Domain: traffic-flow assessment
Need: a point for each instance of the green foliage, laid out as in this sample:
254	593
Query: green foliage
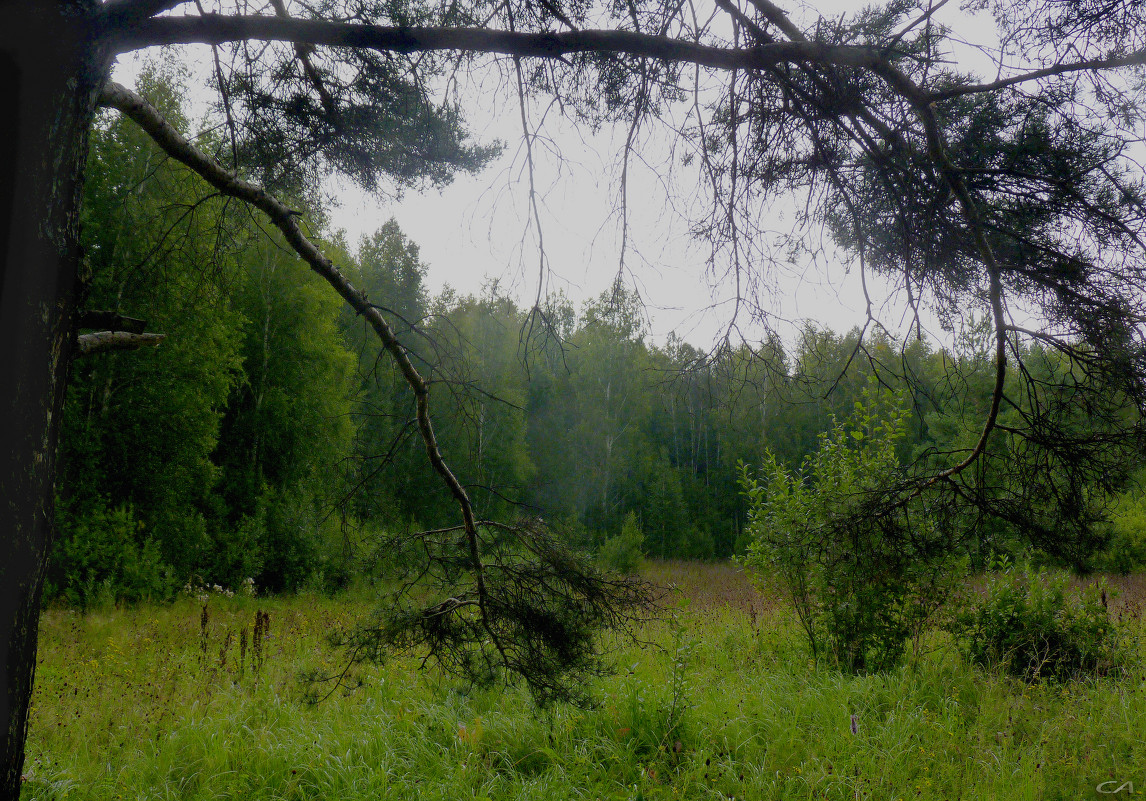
1034	626
625	551
858	583
136	690
1125	549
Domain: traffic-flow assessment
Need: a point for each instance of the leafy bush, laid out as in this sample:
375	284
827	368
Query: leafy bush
104	556
623	552
862	566
1033	626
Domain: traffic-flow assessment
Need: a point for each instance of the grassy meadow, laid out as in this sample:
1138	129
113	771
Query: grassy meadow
721	701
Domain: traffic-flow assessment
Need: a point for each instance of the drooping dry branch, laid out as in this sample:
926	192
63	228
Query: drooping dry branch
112	321
102	342
535	618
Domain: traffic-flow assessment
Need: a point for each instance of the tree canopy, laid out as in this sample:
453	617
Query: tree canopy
1014	196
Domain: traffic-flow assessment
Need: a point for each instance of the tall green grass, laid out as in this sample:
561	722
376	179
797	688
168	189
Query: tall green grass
721	701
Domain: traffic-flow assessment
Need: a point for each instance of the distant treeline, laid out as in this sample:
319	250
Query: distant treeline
269	438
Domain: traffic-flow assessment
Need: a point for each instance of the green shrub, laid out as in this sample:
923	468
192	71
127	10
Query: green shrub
1034	626
862	567
106	556
623	552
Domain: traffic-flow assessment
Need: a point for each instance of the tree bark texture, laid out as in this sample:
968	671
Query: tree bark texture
49	75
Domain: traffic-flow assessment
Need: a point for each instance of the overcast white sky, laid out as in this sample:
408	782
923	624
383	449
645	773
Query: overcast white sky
478	228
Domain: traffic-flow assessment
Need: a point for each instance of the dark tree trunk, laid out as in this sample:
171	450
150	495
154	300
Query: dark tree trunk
50	70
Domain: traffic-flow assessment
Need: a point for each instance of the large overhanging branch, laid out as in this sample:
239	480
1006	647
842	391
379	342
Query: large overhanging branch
285	219
218	29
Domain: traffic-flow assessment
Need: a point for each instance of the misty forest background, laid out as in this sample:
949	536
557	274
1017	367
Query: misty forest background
267	438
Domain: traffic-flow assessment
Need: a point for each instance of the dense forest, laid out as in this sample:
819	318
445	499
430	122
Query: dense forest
267	437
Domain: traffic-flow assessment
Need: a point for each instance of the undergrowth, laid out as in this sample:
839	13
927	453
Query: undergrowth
722	703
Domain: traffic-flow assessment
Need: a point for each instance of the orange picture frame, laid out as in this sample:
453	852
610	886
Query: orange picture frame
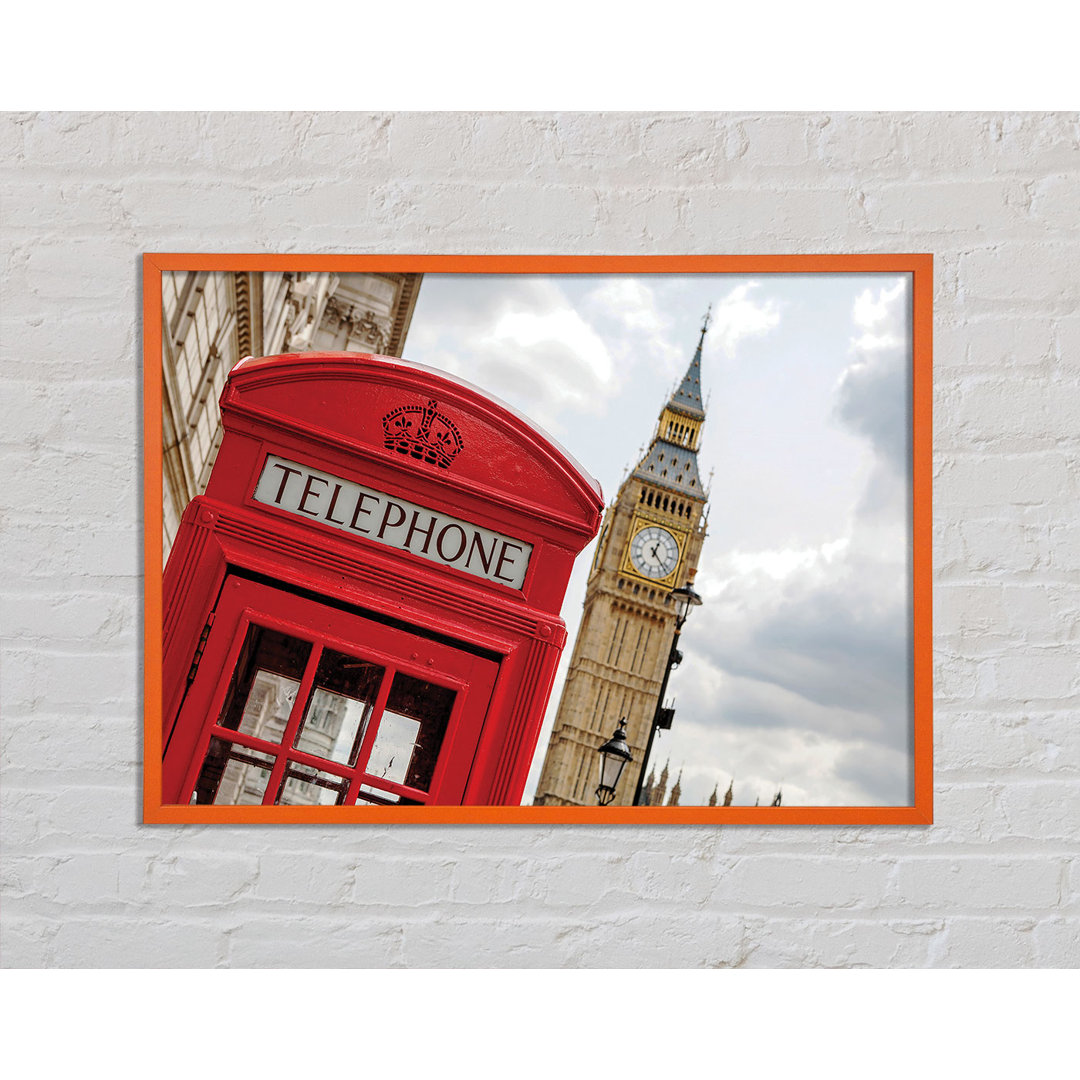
919	266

### WHAT YOU NEED TO DO
Leave the pictures out and output the rest of the listing exactly.

### EXERCISE SOLUTION
Domain: traffic-flow assessment
Need: a point for each instance of the green foliage, laid out as in this sample:
254	593
Query: green foliage
1034	626
625	551
858	583
136	690
1125	549
Domain: traffic-flow assessment
Need: a point for each instance of the leafy bush, laid out as in this sample:
375	284
827	368
Query: leafy bush
104	556
623	552
862	566
1033	626
Domain: traffic-flow assessment
Need: a point for each instance of the grassy meadow, laid out as in this sample:
1138	129
113	771
Query: grassy meadow
721	701
Domain: traffic-flow assessment
Need: a point for each instance of the drooping dry branch, laid out as in this sample:
926	192
63	228
Query: drooping dry branch
112	321
102	342
535	618
Domain: traffic-flow assessment
Need: a point for each instance of the tree canopy, laid out as in this sample:
453	617
Query: tree canopy
1014	196
Domain: traffic-flow assessment
Need: a point for each instance of the tall green grass, laid out as in this sample:
561	722
376	179
797	688
168	189
Query: tall green grass
721	701
Domain: traffic-flow assessment
Need: a point for each instance of the distant treeline, laid out as in this sample:
319	250
Query: distant treeline
269	438
Domain: traffic-flow assessment
Need: a point for each instance of the green shrub, laid out as in this sample:
923	468
192	71
127	10
Query: green shrub
1034	626
862	567
106	556
623	552
Domain: traffic-flow assessment
Need: a point for each instance of the tree bark texture, laid out as in this sample:
968	671
Query: tree bark texture
49	75
Domain: traffic-flow assessment
Need: a point for each instance of the overcast white sky, laid out as in this sample:
408	782
923	624
383	449
645	773
Query: overcast white sky
478	228
Domain: traffic-flow assessment
Need: a point for each instance of the dark tree trunk, laid out as in this sample:
171	450
150	495
154	300
Query: dark tree trunk
50	70
Domain: traffic-flow assessment
Need: a point for each instance of the large overhanging branch, laid out as in this sample:
239	480
1006	647
842	391
379	342
Query: large overhanging branch
285	219
218	29
Domain: traffic-flow assessment
Need: a point for each instance of the misty forest background, laid out as in this sample:
949	536
557	274
1017	367
Query: misty forest background
267	438
Domain: traffic-flow assessment
Need: a point for each instance of the dense forest, laid out as in this sample:
819	318
445	499
430	122
Query: dense forest
267	437
Domain: traffic-flow assessment
Need: a point for each instance of the undergrowth, laid out as in this sample:
839	13
927	453
Query: undergrowth
722	703
Domain: traffic-flow assessment
Need: a point for each instance of the orange picture frame, laid out as in this sample:
453	852
610	886
Query: orange picture frame
919	266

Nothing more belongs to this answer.